### Task directions
Translate this sentence from the passage on Bible women below into Spanish: "Their father, Laban, was a brother to Jacob’s mother, Rebekah, which means that the three: Jacob, Leah and Rachel were first cousins."

Other than their names and occupations, very little is known about Zilpah and Bilhah. From observation, they were simply slaves; under the complete control of their female masters. They were given to Jacob (30:4,9) for childbearing; not even given the ability to name their own sons: 30:6,8,11,13. None of their words are recorded, so they remain silent mysteries, yet vital Bible women because they gave birth to four of the twelve sons of Israel: Dan, Naphtali, Gad, and Asher.

More is known of Leah and Rachel. Their father, Laban, was a brother to Jacob’s mother, Rebekah, which means that the three: Jacob, Leah and Rachel were first cousins. The sisters were also co-wives of Jacob’s and honestly, rivals.

The sisters, unlike their maids, were not left completely silent; and much can be learned about who they were simply by observing the words and actions we have been given.

### Source material
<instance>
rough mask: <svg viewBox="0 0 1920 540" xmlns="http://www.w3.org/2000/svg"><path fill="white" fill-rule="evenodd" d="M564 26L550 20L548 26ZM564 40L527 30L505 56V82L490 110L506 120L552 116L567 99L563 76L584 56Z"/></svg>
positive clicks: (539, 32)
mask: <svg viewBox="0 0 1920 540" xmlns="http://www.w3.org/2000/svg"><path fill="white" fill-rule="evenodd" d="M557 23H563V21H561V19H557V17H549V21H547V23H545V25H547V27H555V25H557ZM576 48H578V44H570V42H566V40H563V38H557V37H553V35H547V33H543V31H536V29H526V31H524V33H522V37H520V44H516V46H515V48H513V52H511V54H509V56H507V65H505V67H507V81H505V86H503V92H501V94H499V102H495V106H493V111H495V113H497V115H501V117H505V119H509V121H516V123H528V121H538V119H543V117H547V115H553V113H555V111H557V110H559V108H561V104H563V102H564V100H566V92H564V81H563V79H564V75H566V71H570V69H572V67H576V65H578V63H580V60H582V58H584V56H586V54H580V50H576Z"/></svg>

### Output for this task
Su padre, Labán, era hermano de la madre de Jacob, Rebeca, lo que significa que los tres, Jacob, Lea y Raquel, eran primos hermanos.